Monroe Sheriff pushes for new courthouse entrance

MONROE 9-25 (1)

WOODSFIELD — Monroe County Sheriff Charles Black urged Monroe County Commissoners on Monday to move more quickly on returning the county courthouse entrance from the current alley location to the front of the building.

“The worst location is back there because that is your most shielded area where you can tuck behind stuff. There are so many different places if you wanted to make a confrontation that no one is really going to see you, unless it’s out in front of the courthouse. When you’ve got people in the square, people at the lights, someone is going to immediately see it,” Black said. “(In the alley) you are kind of tucked away around a corner. I’m just not in favor of it and I haven’t liked it …”

Commissioners decided after the ambush shooting of Jefferson County Judge Joseph Bruzzese Jr. on Aug. 21 at the courthouse in Steubenville to make the alley entrance the main entrance temporarily because it is the only main entrance that is currently handicapped accessible.

The other two main entrances are now closed. Security officers have been placed at the alley entrance.

The commissioners agreed with Black, and said they plan to consult DLH Design, LLC, an architectural firm from Marietta to make more definite plans for a permanent solution.

According to Commissioner Mick Schumacher, there will also be a meeting of the county’s courthouse security committee on Oct. 17, in which County Court Judge Jason Yoss has invited a member of the Ohio Supreme Court Advisory Committee on Court Security to take a tour of the courthouse and make recommendations.

“I don’t think everybody’s on the same page, and I think we need to be. We’ve made a lot of changes here without having a courthouse security meeting per se,” Schumacher said. “Nobody has a full idea of what is going on.”

“I don’t want to speak out of turn here but I think all we’re doing here is spinning our wheels. Just make a plan, get it going, and go with it. This is just the way it is … there are people already mad about this,” Black said. “We’re almost to October. In less than three months, the officers are going to be seven miles away.”

Commissioner Tim Price agreed that something must be done in a cost-effective way, which would be remodeling the entrance to County Prosecutor James Peters’ office which is located at the Main Street entrance. Peters’ office would ideally be relocated.

“In my opinion, the most cost-effective idea that I’ve heard so far is using the front door where James is now, doing some renovation,” Price said. “It’s already street-level, it just makes sense to me to look at that really hard, to get an architect in here to go over that again.”

Region pointing data:
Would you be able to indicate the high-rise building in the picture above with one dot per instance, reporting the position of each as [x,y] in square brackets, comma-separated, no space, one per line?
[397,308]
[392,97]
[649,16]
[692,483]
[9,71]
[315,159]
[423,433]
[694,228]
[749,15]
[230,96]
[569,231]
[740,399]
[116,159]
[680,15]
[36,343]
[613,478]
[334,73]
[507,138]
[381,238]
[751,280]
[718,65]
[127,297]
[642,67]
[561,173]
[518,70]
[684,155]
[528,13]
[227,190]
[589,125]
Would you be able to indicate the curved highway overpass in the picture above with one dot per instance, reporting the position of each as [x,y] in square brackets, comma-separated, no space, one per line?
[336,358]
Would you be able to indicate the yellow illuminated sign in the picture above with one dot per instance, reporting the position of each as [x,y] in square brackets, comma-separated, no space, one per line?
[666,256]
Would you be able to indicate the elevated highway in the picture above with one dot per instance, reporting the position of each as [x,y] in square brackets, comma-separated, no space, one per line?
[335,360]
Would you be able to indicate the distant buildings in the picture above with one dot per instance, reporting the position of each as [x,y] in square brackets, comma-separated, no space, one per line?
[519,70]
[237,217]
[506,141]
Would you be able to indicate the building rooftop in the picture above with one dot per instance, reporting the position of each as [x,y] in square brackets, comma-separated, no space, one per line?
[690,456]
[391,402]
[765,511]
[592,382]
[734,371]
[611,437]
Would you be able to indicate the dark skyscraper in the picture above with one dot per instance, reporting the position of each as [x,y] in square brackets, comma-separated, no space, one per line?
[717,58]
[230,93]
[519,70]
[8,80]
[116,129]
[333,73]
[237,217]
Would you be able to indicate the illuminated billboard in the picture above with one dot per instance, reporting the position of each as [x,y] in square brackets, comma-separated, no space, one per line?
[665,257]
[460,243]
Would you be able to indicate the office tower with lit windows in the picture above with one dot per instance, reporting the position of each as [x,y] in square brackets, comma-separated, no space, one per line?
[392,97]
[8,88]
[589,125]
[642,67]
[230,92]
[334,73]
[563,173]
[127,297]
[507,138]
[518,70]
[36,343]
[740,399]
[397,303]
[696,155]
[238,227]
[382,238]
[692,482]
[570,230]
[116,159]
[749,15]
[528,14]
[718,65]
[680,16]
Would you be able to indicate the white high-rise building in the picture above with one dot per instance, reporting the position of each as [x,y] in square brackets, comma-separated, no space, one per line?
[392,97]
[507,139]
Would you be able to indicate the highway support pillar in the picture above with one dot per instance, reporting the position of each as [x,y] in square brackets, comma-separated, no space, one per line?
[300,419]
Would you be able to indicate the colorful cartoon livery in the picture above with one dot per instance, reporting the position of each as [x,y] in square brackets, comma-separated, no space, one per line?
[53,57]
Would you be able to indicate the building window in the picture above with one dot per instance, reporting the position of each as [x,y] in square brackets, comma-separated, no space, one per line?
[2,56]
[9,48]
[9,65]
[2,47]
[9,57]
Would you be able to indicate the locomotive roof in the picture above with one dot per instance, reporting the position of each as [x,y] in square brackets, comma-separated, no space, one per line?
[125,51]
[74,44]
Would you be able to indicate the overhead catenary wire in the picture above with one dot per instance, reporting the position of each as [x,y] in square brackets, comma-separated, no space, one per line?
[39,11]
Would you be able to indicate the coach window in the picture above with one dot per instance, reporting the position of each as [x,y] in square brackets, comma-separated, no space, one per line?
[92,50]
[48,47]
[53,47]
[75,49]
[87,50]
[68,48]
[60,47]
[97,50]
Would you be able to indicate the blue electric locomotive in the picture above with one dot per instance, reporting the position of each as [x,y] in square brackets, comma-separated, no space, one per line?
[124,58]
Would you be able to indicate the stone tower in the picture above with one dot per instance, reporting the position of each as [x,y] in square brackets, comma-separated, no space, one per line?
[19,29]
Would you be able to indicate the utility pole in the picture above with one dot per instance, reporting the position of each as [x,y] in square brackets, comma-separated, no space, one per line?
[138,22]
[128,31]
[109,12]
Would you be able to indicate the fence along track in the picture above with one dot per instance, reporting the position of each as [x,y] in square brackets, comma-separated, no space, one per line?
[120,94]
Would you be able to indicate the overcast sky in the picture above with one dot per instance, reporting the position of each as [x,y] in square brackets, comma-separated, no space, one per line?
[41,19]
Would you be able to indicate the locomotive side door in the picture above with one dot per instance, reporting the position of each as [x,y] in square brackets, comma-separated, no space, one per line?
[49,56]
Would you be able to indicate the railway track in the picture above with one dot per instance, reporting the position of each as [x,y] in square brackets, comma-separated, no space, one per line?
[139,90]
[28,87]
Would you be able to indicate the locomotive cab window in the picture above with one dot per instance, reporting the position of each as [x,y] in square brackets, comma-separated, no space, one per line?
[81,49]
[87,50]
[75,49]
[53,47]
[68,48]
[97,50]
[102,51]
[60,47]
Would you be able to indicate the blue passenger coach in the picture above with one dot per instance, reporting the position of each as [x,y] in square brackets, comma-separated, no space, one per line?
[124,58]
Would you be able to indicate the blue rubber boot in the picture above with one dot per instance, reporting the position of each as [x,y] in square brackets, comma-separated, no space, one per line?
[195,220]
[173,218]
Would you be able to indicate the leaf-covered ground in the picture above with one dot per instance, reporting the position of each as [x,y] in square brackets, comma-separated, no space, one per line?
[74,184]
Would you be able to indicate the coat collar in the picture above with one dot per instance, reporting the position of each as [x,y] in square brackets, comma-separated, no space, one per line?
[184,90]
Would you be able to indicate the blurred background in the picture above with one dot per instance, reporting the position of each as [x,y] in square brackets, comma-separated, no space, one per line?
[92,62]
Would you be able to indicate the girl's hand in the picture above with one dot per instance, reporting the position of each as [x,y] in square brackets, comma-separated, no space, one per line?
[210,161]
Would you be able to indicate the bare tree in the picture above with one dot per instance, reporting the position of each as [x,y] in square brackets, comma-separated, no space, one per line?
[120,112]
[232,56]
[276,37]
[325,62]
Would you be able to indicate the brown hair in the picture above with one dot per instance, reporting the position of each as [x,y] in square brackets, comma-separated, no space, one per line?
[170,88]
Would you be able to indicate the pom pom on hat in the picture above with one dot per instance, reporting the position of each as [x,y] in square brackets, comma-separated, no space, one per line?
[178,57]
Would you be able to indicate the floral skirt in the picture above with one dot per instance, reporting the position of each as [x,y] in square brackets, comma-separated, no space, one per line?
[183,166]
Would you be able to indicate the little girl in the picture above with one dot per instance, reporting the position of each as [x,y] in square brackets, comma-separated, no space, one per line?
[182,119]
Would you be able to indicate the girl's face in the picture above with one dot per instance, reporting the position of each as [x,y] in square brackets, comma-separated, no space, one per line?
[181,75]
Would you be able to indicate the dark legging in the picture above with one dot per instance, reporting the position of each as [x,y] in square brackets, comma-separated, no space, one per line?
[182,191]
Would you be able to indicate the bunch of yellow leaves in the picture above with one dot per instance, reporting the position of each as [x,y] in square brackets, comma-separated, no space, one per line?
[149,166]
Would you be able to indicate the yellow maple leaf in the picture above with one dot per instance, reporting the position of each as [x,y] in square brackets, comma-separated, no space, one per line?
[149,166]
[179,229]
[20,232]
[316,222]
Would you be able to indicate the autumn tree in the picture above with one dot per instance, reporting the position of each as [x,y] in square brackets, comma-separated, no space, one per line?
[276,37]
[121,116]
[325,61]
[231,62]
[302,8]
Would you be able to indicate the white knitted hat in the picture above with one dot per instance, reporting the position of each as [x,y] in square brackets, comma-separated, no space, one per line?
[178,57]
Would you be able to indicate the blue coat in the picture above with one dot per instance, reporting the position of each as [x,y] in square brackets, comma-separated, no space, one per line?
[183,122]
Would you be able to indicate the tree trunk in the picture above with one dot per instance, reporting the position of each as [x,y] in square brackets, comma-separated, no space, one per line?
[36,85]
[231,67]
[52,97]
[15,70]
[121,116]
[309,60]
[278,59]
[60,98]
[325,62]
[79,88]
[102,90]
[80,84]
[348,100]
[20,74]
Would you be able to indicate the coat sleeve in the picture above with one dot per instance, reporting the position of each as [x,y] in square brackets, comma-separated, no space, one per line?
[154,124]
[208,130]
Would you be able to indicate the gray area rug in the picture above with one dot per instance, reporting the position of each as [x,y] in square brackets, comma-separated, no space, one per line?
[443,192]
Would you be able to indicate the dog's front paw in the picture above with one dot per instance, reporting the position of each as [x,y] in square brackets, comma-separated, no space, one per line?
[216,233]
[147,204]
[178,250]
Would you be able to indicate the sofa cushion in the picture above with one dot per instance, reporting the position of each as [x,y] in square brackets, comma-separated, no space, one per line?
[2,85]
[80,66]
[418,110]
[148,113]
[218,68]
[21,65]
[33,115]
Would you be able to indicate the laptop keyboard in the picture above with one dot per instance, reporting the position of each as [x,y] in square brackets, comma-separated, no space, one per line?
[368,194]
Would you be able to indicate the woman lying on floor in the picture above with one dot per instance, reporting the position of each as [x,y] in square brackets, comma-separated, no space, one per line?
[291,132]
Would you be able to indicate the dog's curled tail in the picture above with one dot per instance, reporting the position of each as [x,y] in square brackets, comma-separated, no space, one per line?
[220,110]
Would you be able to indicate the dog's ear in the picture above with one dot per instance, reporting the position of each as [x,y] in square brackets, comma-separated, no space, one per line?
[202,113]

> **Questions on the material**
1. Which people does the courthouse entrance article name, and what title does it give each one?
2. Can you write the next part of the courthouse entrance article, picking up after its final paragraph?

> **Per-task answers**
1.
- Charles Black: Monroe County Sheriff
- Joseph Bruzzese Jr.: Jefferson County Judge
- Mick Schumacher: Commissioner
- Jason Yoss: County Court Judge
- Tim Price: Commissioner
- James Peters: County Prosecutor

2.
In other business, Monroe County Public Transportation program director Denise Potts showed commissioners the numbers for the program’s 2018 grant application. The total amount of the grant application totals $434,627 for transportation services, paid for by contracts by agencies who use the services, passenger fees, local shares, state funds and federal funds.

Potts said the program hopes to introduce a new “dialysis route” for those who need such medical treatment in New Martinsville. She also said the program will look into transport routes to Marietta instead of Belmont County for transport to colleges for eligible students.

“Hopefully we’ll start picking up Marietta kids because we are starting to lose riders to the Belmont College and OUE,” Potts said. “We have to go one way or the other, there are not two routes. So which would be more feasible is the way we want to go. If there are more students at Marietta from our area that is the way we’re going to go.”

In other county news, County Engineer Amy Zwick presented several road use maintenance agreements and work permits for oil and gas companies. Upcoming construction projects also were discussed.

Also Monday. Job and Family Services Director Jeanette Harter presented commissioners with several sub-grant renewal agreements with agencies that partner with the county to provide services, including MCTP and Guernsesy Monroe Noble Tri-County CIC. The contracts provide services such as higher education transportation, “Project Partnership Program,” which places a case manager in every school, the “Youth Empowered for Success” program, and Title XX Senior meal and transportation programs. All contracts were approved.

Harter also updated the commissioners on a recent JFS program that helped 288 eligible families purchase $400 in back- to-school clothing, laptops, ipads and headphones for each child.

“We spent over $300,000 on the program, and Shopko and Kohl’s participated with us,” Harter said.